# START OF TASK MATERIAL

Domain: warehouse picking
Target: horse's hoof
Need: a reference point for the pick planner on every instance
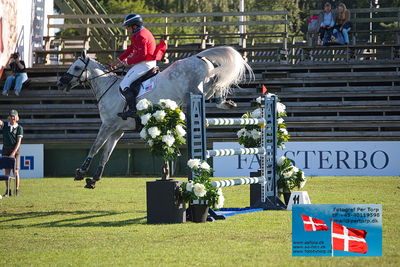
(227, 104)
(90, 184)
(79, 175)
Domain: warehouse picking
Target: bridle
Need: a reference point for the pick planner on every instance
(67, 77)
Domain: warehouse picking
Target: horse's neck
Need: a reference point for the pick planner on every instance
(100, 81)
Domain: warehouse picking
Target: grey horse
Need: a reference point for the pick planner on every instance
(212, 72)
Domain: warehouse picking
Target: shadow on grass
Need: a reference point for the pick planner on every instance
(24, 220)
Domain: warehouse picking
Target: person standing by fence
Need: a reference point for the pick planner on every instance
(18, 76)
(326, 21)
(343, 23)
(12, 138)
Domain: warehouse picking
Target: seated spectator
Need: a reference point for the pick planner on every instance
(18, 76)
(343, 23)
(326, 21)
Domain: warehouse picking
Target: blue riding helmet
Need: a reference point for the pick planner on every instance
(133, 19)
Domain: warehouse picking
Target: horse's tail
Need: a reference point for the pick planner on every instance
(231, 68)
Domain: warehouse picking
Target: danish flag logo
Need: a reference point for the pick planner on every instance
(27, 163)
(313, 224)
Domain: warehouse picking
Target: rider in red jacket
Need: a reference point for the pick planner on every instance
(141, 56)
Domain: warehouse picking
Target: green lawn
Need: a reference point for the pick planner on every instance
(56, 222)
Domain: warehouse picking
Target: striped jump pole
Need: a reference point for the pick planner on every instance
(236, 121)
(235, 151)
(265, 181)
(241, 181)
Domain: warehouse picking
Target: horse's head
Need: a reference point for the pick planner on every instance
(75, 75)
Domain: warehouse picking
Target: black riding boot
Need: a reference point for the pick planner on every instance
(130, 94)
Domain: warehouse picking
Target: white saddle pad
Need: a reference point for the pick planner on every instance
(146, 87)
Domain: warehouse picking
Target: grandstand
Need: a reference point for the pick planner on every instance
(331, 93)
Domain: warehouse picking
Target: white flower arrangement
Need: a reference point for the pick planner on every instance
(168, 139)
(200, 188)
(143, 104)
(163, 127)
(180, 131)
(168, 104)
(154, 132)
(280, 108)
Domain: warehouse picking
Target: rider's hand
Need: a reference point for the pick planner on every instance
(114, 65)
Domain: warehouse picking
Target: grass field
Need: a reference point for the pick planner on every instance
(55, 222)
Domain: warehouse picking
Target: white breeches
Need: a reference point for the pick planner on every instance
(136, 71)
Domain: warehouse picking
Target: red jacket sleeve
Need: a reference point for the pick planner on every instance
(141, 52)
(127, 52)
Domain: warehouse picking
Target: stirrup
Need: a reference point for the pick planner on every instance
(127, 114)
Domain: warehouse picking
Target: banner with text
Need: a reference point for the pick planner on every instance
(320, 159)
(31, 161)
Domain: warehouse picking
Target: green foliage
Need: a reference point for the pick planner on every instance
(163, 127)
(289, 176)
(200, 188)
(55, 222)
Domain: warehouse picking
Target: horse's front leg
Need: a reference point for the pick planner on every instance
(107, 151)
(102, 136)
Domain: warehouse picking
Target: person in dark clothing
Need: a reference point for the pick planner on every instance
(12, 138)
(326, 20)
(18, 76)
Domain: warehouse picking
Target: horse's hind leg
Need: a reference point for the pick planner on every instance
(107, 151)
(102, 136)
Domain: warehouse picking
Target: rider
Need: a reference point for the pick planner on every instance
(141, 55)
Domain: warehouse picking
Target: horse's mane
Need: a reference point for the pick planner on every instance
(231, 67)
(101, 66)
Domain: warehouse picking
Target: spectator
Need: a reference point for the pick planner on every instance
(12, 137)
(326, 21)
(19, 75)
(343, 23)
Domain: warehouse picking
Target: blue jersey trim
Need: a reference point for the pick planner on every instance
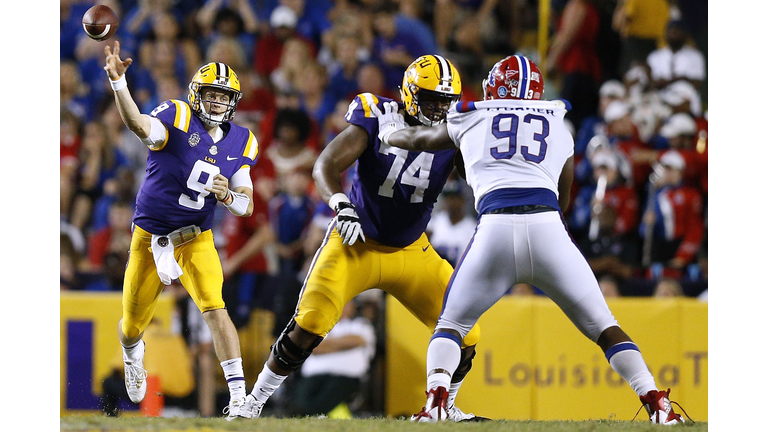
(509, 197)
(619, 347)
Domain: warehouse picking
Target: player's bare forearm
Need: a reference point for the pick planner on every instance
(115, 68)
(564, 185)
(420, 138)
(341, 343)
(133, 119)
(249, 193)
(337, 156)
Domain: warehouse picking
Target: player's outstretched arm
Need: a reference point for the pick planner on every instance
(337, 156)
(239, 201)
(137, 122)
(564, 185)
(420, 138)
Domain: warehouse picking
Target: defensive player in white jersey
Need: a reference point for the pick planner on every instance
(197, 159)
(518, 157)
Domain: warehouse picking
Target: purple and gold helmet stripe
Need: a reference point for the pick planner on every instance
(222, 70)
(445, 69)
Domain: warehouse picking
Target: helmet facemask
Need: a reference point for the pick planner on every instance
(206, 117)
(432, 106)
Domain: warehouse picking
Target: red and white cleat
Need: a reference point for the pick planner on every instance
(434, 410)
(659, 408)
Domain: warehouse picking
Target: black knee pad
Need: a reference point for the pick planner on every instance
(287, 353)
(464, 365)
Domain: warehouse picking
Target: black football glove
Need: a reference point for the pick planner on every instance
(348, 224)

# END OF TASK MATERIAL

PROMPT:
Gather every line in the records above that contains the string "jersey". Case counts.

WRITTEN ANSWER:
Target: blue jersey trim
Target: defensive player in white jersey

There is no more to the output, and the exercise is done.